→ **Stated task 1**
In the fine-tuning parameter guide below, list every training parameter that has its own heading.

Skip to main content

Overview

This guide explains common training parameters across all fine-tuning operations. Use this reference to understand what each parameter does and how to adjust them for your use case.

LoRA (Low-Rank Adaptation)

LoRA is a technique for efficient fine-tuning that drastically reduces memory requirements and training time.

use_lora

Type: boolean Default: true Applies to: All models Whether to use LoRA for fine-tuning. Almost always recommended.
  • true - Use LoRA (faster, less memory, recommended)
  • false - Full fine-tuning (slower, more memory, rarely needed)
{
  "training_params": {
    "use_lora": true
  }
}

lora_rank

Type: integer Default: 16 Range: 1-128 (typical: 8-64) Applies to: All models when use_lora: true The rank of LoRA matrices. Lower rank = faster training and less memory, but potentially less expressive. When to adjust:
  • Reduce to 8 if you’re out of memory or want faster training
  • Increase to 32-64 if you have a large, complex dataset and need more capacity
{
  "training_params": {
    "use_lora": true,
    "lora_rank": 16
  }
}

lora_alpha

Type: integer Default: 16 Typical: Same as lora_rank Applies to: All models when use_lora: true Scaling factor for LoRA updates. Typically set equal to lora_rank. When to adjust:
  • Keep equal to lora_rank in most cases
  • Increase to make LoRA updates stronger (rare)
  • Decrease to make updates more subtle (rare)

→ **Dataset rows**
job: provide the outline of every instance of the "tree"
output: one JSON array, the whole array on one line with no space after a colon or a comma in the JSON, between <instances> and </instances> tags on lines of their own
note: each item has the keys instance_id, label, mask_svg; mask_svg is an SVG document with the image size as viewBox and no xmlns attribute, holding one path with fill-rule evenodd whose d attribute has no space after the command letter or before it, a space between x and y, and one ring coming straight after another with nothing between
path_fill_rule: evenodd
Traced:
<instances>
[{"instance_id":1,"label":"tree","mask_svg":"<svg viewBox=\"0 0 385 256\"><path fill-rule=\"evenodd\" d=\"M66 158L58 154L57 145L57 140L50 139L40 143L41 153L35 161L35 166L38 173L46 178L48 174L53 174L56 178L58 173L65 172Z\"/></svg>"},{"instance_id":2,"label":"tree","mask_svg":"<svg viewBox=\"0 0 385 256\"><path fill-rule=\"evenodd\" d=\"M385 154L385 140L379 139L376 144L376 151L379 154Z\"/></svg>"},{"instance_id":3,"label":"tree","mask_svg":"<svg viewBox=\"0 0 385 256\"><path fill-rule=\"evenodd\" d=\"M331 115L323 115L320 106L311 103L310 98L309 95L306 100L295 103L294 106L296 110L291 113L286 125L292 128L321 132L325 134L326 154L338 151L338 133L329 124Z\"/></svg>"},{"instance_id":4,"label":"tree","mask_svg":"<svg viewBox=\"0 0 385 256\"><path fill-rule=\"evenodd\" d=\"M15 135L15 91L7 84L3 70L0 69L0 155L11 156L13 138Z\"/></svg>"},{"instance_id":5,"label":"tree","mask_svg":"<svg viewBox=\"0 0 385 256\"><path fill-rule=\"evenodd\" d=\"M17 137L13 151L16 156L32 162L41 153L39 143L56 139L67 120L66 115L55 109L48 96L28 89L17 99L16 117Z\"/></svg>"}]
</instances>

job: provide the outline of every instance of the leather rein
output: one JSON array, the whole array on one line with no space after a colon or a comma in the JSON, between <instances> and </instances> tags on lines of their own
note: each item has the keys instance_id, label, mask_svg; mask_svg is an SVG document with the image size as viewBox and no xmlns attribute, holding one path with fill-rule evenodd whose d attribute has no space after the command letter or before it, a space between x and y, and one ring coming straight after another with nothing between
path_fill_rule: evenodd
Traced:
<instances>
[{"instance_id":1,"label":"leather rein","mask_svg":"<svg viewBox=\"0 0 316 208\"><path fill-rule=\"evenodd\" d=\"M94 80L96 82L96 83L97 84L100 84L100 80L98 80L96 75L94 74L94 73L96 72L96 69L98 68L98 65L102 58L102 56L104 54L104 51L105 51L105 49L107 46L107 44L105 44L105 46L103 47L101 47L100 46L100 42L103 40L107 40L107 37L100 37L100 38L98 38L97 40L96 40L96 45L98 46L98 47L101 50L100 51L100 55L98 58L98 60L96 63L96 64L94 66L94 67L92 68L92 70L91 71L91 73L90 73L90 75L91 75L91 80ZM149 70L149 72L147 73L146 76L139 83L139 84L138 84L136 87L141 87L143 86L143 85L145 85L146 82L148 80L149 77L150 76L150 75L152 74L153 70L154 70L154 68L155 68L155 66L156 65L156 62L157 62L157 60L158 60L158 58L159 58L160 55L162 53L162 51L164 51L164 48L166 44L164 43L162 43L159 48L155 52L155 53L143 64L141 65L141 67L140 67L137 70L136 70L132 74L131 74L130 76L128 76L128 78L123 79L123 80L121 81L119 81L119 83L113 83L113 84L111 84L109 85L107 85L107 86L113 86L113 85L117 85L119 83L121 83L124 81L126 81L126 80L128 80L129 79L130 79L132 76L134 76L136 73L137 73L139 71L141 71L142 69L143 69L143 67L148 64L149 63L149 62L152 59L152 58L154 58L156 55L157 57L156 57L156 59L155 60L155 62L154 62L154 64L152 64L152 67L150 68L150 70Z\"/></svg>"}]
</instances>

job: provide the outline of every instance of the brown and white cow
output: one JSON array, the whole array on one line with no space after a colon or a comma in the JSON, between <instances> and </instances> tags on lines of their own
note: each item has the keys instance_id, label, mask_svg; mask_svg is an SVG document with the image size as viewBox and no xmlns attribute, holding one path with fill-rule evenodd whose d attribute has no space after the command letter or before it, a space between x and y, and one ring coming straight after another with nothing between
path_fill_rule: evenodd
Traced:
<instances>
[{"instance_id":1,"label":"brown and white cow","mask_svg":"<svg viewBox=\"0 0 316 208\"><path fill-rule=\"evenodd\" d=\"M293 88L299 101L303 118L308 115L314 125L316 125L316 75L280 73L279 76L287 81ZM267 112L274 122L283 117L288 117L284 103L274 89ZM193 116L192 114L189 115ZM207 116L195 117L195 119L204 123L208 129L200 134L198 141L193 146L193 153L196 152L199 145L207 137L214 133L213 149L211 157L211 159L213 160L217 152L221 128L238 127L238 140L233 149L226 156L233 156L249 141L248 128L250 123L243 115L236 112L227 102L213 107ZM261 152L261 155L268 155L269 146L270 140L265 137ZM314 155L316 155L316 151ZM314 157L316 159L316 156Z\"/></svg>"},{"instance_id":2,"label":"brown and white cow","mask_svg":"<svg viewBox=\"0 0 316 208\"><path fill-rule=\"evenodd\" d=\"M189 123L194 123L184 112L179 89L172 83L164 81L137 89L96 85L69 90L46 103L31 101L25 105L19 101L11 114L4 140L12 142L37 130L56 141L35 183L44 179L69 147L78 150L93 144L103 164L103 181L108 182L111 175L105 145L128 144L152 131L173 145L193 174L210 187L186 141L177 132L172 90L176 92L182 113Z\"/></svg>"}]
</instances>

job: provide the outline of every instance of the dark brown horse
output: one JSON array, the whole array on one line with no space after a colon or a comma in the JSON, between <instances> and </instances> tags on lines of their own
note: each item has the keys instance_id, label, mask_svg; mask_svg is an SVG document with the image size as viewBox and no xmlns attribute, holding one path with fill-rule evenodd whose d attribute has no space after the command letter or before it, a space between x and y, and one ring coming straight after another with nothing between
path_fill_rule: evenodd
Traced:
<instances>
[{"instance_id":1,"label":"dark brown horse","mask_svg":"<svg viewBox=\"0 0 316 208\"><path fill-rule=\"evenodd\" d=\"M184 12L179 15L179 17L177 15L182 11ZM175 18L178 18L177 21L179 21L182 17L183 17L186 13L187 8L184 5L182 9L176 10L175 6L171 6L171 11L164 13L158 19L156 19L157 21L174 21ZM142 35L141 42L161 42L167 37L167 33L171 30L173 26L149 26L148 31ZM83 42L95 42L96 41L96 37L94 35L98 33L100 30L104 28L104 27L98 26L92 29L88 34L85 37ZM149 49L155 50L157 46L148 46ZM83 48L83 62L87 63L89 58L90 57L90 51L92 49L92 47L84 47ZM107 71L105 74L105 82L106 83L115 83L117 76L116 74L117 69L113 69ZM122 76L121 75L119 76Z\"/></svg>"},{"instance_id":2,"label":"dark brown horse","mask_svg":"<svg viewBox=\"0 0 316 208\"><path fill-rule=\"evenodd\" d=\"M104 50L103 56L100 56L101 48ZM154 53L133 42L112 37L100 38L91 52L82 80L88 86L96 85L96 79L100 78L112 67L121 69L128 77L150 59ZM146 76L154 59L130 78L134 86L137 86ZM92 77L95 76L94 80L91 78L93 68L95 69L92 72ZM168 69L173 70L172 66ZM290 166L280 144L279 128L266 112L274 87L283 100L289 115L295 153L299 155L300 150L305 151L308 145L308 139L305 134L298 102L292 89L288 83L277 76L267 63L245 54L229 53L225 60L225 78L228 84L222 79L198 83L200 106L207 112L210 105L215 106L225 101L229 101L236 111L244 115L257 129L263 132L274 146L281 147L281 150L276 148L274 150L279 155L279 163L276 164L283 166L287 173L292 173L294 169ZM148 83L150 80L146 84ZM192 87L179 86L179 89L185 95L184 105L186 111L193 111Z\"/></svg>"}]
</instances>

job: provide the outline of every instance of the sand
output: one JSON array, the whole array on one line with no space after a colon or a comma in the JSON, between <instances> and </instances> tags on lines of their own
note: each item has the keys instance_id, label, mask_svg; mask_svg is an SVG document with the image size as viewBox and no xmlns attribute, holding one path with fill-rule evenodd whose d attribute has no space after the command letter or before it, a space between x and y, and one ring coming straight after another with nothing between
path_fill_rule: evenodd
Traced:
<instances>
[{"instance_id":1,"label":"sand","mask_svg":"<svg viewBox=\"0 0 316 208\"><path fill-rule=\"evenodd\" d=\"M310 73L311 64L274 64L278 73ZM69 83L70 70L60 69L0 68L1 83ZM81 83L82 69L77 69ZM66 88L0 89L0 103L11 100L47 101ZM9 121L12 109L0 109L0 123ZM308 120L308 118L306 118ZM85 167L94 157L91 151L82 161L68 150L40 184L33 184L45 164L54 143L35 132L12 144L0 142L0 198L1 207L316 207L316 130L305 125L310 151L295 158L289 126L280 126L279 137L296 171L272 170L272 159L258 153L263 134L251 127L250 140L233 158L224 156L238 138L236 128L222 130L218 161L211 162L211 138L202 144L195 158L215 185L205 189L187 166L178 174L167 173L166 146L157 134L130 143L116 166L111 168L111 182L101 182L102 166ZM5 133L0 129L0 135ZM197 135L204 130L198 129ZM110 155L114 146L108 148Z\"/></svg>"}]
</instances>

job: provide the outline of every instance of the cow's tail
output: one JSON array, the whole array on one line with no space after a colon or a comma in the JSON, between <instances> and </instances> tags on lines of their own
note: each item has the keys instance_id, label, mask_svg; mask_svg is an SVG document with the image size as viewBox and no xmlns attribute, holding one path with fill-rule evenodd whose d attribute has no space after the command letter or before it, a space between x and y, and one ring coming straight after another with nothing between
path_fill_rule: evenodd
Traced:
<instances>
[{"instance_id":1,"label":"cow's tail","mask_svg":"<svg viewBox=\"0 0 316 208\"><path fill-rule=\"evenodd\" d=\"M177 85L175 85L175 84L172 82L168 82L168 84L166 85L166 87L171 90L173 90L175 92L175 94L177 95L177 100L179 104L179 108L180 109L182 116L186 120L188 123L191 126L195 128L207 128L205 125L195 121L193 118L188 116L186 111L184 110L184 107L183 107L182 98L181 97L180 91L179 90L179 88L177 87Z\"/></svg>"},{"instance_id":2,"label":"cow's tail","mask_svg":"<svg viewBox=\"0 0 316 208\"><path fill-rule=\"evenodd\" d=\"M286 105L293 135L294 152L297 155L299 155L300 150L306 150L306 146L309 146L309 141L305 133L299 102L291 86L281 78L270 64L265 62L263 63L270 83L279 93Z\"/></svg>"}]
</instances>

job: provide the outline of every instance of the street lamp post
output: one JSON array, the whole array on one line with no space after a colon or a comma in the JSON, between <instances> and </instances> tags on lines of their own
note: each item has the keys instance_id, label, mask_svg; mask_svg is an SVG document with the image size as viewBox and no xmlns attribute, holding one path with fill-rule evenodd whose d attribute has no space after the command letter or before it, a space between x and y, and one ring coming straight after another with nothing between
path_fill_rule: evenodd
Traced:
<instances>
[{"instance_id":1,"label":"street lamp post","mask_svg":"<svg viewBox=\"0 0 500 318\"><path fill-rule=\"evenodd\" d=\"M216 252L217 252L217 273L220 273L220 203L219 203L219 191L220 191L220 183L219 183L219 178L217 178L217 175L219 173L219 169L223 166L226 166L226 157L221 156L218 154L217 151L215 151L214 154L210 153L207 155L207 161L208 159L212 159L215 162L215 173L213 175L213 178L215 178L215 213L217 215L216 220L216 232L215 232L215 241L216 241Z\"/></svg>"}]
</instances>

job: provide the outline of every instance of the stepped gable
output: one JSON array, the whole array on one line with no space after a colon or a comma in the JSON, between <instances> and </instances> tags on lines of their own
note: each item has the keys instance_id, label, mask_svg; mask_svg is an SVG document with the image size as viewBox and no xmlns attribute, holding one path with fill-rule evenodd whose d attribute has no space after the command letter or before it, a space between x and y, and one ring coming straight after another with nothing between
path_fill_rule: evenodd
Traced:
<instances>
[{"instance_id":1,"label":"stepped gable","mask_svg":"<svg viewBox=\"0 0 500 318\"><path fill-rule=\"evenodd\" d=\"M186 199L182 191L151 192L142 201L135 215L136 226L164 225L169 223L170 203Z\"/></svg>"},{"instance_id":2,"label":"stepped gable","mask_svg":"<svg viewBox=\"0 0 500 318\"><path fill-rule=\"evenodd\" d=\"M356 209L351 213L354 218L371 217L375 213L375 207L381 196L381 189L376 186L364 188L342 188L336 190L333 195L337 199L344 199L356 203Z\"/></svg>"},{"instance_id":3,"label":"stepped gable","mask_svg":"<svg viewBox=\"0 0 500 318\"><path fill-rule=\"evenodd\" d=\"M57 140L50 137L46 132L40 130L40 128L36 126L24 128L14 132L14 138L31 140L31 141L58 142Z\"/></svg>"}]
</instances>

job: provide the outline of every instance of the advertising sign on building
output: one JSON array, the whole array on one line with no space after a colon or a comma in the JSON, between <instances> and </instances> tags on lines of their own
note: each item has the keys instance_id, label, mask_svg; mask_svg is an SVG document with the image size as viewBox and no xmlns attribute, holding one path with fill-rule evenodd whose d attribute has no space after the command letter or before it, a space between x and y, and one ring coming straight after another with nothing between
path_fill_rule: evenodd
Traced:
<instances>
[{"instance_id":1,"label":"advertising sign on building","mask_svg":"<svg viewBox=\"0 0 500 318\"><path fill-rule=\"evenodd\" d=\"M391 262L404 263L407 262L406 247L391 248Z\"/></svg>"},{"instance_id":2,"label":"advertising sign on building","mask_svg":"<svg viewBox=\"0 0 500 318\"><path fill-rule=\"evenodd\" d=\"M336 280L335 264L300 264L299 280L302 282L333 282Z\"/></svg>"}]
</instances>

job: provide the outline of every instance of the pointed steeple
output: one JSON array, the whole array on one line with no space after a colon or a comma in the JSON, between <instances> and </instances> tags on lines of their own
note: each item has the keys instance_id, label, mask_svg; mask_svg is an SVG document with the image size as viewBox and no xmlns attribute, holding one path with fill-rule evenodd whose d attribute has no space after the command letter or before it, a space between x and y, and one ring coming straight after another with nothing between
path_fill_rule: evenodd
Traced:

→ **Stated task 2**
Write out the lines of the records from the line holding "job: provide the outline of every instance of the pointed" through the end of the records, inclusive.

→ **Task result 1**
use_lora
lora_rank
lora_alpha

→ **Task result 2**
job: provide the outline of every instance of the pointed steeple
output: one JSON array, the whole array on one line with no space after a colon or a comma in the JSON, between <instances> and </instances> tags on lines of their own
note: each item has the keys instance_id, label, mask_svg; mask_svg is an SVG document with the image size as viewBox and no xmlns attribute, holding one path with fill-rule evenodd whose d attribute has no space after the command letter or before it, a space between x and y, and one ring coming straight after another with nothing between
path_fill_rule: evenodd
Traced:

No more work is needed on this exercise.